** start Text extract **

# Service disconnect issues?



## princeofpen (Mar 6, 2013)

I'll be the first to admit not being as savy as some on electrical issues  but need a few comments on this one.  Here's the situation.

1  2500 A 3ph 208 service disconnect approx 100yds (yes yards) away from sub service.

2  Sub service is 7 disconnects (I know the 6 rule but moving on) of 400A each

3  An unbalanced load is drawn that does not open any of the 400A disconnects but ends up opening the 2500A main in another building.

Would having a given unbalanced load somehow cause such a large breaker to open or is the breaker it'self an issue? Tripping too easily etc.  :banghd


----------



## Dennis (Mar 6, 2013)

This can happen if the service breaker has not been adjusted properly.  I am not savvy on this but I blew a 400 amp fuse when I shorted a 20 amp breaker.


----------



## gfretwell (Mar 6, 2013)

The unbalanced load could easily gang up on the main. 7x 400 is 2800


----------



## Dennis (Mar 6, 2013)

The term unbalanced load is deceptive.  If the amps on one phase is not greater than the breaker rating then it should not trip.  I can certainly have three different loads on a 3 pole breaker- an unbalance - but that in itself should not trip the breaker.


----------



## gfretwell (Mar 6, 2013)

I was thinking more along the lines that he had unbalanced phases on all or some of the separate panels and they all ended up on the same service phase. You may be able to just rebalance each panel or roll the phases on a couple to fix this. I would start with a survey using my clamp to see what was going on.


----------



## chris kennedy (Mar 6, 2013)

princeofpen said:
			
		

> 2  Sub service is 7 disconnects (I know the 6 rule but moving on) of 400A each


The 2500A is the service disco so the 6 rule doesn't apply down stream.



> 3  An unbalanced load is drawn that does not open any of the 400A disconnects but ends up opening the 2500A main in another building.


How are you sure this is what happened? Most likely a situation as Dennis mentioned occured. A 3Ø breaker that size will come with one if not several trip adjustments. These breakers are shipped from the factory on their lowest settings. A line to line fault of short duration will easily open an improperly adjusted 2500A main before any HACR rated branch circuit or feeder breaker.


----------



## princeofpen (Mar 7, 2013)

** end Text extract **

_Challenge 1:_ In the thread on service disconnect issues, why does chris kennedy say the six-disconnect rule does not apply to the seven 400A disconnects? Answer in one to three sentences.
The entries after this point are unrelated to the thread.

** start Exercise materials **

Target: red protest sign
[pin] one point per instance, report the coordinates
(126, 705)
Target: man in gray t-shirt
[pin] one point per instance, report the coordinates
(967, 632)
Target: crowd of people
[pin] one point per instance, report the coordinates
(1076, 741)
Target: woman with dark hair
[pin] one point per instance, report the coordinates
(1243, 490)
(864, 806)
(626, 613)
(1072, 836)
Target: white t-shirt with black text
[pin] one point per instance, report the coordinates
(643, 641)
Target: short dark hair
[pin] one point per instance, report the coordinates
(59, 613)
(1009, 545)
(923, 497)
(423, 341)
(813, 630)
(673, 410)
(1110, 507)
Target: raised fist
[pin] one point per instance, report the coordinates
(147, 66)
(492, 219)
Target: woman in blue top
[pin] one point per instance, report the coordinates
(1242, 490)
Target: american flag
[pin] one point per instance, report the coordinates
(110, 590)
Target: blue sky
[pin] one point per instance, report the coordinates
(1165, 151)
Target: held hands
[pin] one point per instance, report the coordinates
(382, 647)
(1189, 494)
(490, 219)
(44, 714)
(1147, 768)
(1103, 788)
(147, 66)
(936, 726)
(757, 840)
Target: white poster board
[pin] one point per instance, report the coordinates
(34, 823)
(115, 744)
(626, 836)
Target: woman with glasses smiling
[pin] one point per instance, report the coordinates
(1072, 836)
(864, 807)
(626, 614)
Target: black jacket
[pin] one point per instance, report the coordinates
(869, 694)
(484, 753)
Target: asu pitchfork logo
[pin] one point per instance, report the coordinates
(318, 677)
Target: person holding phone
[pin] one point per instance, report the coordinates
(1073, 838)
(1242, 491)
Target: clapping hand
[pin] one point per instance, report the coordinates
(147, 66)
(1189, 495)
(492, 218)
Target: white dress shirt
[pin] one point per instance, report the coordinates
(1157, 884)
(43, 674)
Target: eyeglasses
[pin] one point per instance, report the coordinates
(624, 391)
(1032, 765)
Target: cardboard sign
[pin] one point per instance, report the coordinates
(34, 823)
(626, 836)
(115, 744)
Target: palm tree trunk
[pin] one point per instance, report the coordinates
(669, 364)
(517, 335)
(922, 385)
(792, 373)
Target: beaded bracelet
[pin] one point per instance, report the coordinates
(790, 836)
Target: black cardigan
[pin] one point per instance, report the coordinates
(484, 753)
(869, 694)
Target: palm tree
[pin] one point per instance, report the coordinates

** end Exercise materials **

_Challenge 2:_ Update the entries from the first one through the line holding "(1165, 151)", inclusive, changing "report" to "give" and leaving everything else as it is. Return only those lines.

_Full response 1:_ The rule does not apply because the 2500A breaker is the service disconnect. The rule therefore does not govern the seven 400A disconnects downstream of it.

_Full response 2:_
Target: red protest sign
[pin] one point per instance, give the coordinates
(126, 705)
Target: man in gray t-shirt
[pin] one point per instance, give the coordinates
(967, 632)
Target: crowd of people
[pin] one point per instance, give the coordinates
(1076, 741)
Target: woman with dark hair
[pin] one point per instance, give the coordinates
(1243, 490)
(864, 806)
(626, 613)
(1072, 836)
Target: white t-shirt with black text
[pin] one point per instance, give the coordinates
(643, 641)
Target: short dark hair
[pin] one point per instance, give the coordinates
(59, 613)
(1009, 545)
(923, 497)
(423, 341)
(813, 630)
(673, 410)
(1110, 507)
Target: raised fist
[pin] one point per instance, give the coordinates
(147, 66)
(492, 219)
Target: woman in blue top
[pin] one point per instance, give the coordinates
(1242, 490)
Target: american flag
[pin] one point per instance, give the coordinates
(110, 590)
Target: blue sky
[pin] one point per instance, give the coordinates
(1165, 151)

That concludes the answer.